Dataset entries:
________________
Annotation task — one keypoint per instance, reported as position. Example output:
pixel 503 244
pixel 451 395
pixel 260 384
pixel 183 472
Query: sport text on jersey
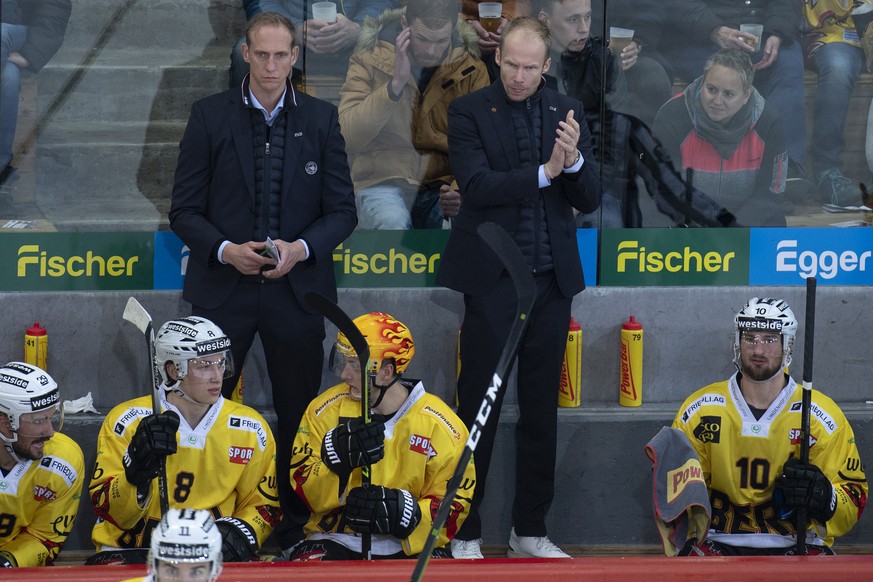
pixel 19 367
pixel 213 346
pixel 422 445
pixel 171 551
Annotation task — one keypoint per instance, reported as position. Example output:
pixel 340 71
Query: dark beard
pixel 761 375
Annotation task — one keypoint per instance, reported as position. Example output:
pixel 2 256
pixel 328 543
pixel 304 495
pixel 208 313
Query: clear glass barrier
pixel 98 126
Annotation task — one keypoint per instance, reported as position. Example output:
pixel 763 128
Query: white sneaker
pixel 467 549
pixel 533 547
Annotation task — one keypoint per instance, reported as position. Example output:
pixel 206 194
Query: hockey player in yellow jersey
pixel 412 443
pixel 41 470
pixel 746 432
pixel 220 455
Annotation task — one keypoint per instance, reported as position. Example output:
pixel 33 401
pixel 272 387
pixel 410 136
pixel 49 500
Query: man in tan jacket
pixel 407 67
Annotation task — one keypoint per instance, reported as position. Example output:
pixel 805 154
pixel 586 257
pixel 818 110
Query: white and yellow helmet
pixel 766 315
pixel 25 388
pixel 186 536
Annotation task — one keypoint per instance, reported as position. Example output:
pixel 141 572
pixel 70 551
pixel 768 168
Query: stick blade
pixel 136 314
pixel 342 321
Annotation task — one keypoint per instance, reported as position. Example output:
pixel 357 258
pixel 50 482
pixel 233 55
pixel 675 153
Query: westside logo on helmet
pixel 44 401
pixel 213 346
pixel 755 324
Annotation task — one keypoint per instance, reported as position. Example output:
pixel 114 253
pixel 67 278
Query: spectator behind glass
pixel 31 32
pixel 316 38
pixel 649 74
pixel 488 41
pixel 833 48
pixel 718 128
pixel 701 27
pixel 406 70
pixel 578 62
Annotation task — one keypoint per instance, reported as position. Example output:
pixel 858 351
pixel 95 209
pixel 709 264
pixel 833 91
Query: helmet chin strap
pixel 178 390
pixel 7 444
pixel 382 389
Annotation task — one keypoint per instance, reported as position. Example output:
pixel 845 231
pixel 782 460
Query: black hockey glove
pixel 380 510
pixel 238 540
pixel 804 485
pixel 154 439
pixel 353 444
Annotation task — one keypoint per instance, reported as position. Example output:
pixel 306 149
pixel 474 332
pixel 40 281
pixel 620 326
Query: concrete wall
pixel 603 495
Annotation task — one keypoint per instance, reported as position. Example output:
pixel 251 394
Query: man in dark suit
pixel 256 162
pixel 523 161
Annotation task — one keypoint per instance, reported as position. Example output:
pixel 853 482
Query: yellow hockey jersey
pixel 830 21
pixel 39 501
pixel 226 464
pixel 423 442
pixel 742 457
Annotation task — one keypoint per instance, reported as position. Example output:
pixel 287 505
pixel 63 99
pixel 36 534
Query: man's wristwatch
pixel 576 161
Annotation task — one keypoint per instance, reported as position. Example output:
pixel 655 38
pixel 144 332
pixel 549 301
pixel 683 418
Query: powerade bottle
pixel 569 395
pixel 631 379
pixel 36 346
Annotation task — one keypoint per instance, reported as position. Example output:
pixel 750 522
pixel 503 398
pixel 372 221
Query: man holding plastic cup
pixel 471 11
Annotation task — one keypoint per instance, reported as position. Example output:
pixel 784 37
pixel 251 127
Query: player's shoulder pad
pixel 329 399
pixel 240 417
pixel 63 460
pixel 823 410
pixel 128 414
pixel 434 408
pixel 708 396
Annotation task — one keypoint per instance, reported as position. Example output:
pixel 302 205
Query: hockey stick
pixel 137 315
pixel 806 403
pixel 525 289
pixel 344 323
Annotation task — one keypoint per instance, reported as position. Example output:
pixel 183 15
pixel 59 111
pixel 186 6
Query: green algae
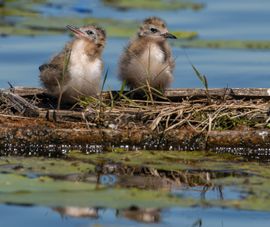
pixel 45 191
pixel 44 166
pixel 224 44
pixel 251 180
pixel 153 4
________________
**Task to complete**
In the copy, include all records verbatim but no images.

**Completed exercise**
Annotation task — one keypoint per instance, reported as position. Example output:
pixel 503 244
pixel 451 395
pixel 260 384
pixel 183 472
Query: sport text on jersey
pixel 19 367
pixel 213 346
pixel 422 445
pixel 171 551
Annotation task — one keypoint per instance, reported as position. Example output:
pixel 340 71
Query: dark beard
pixel 761 375
Annotation task — one keypoint per instance, reported as position. Example output:
pixel 2 256
pixel 328 543
pixel 304 495
pixel 208 313
Query: clear glass barrier
pixel 98 126
Annotation task — one keypoint per instance, reported as position. Example output:
pixel 763 128
Query: white sneaker
pixel 467 549
pixel 533 547
Annotation task — one keypoint per instance, reported as position. Example output:
pixel 206 194
Query: hockey player in yellow jersey
pixel 412 443
pixel 41 470
pixel 746 432
pixel 220 455
Annotation task — one keypoint per instance, reported as position. Example output:
pixel 33 401
pixel 272 387
pixel 410 136
pixel 49 500
Query: man in tan jacket
pixel 407 67
Annotation task — one keypoint per instance, reported as position. Example output:
pixel 805 154
pixel 586 257
pixel 818 110
Query: white and yellow helmet
pixel 766 315
pixel 25 388
pixel 186 536
Annotation task — one keypoint per instance, reported as position. Example output:
pixel 141 572
pixel 70 551
pixel 768 168
Query: stick blade
pixel 136 314
pixel 342 321
Annotation task — one keypoint per instance, reported as position. Example output:
pixel 357 258
pixel 50 482
pixel 233 55
pixel 675 153
Query: westside logo on helmet
pixel 44 401
pixel 213 346
pixel 755 324
Annotation task — one keypoint per instance, reported as position. Example output:
pixel 114 253
pixel 67 278
Query: spectator behind glass
pixel 31 32
pixel 316 38
pixel 649 74
pixel 488 41
pixel 833 48
pixel 718 128
pixel 701 27
pixel 406 70
pixel 578 62
Annotation task — one keypoint per instance, reported as position. Example output:
pixel 858 351
pixel 95 209
pixel 709 264
pixel 833 91
Query: helmet chin strap
pixel 178 390
pixel 7 444
pixel 382 389
Annotation task — one keypoint per instance, reported as position. Example output:
pixel 845 231
pixel 782 460
Query: black hockey glove
pixel 380 510
pixel 238 540
pixel 804 485
pixel 154 439
pixel 353 444
Annotation task — one keypoint per instance, reported as position. Example output:
pixel 306 149
pixel 474 332
pixel 40 281
pixel 620 326
Query: concrete wall
pixel 603 495
Annotation task — one keypoint per instance, reported as position. Example output:
pixel 251 394
Query: man in dark suit
pixel 256 162
pixel 523 161
Annotation task — one keypoint per instance, reported as position. Example output:
pixel 853 482
Query: yellow hockey jersey
pixel 830 21
pixel 39 501
pixel 226 464
pixel 423 442
pixel 742 457
Annotation task — one keypoint per instance, reported as position. Example output:
pixel 287 505
pixel 63 99
pixel 36 534
Query: man's wristwatch
pixel 576 161
Annotation task — one keypoint per instance, reported as position. Example output:
pixel 655 38
pixel 144 332
pixel 549 301
pixel 683 418
Query: powerade bottle
pixel 569 395
pixel 631 379
pixel 36 346
Annotation task — one keypoint per instance, reported as position. Example output:
pixel 750 522
pixel 503 398
pixel 372 221
Query: man holding plastic cup
pixel 471 11
Annotation task — one keypoint per instance, reported as position. Example output:
pixel 784 37
pixel 251 127
Query: player's shoulder pad
pixel 329 399
pixel 240 417
pixel 63 460
pixel 823 410
pixel 128 414
pixel 434 408
pixel 708 396
Annotation task — one keypoint per instance, reported as position. Example output:
pixel 302 205
Query: hockey stick
pixel 137 315
pixel 806 403
pixel 525 289
pixel 344 323
Annotation task — one keypoint per instance, reported as position. Example output:
pixel 183 15
pixel 59 111
pixel 186 6
Query: green algae
pixel 45 191
pixel 44 166
pixel 224 44
pixel 251 180
pixel 153 4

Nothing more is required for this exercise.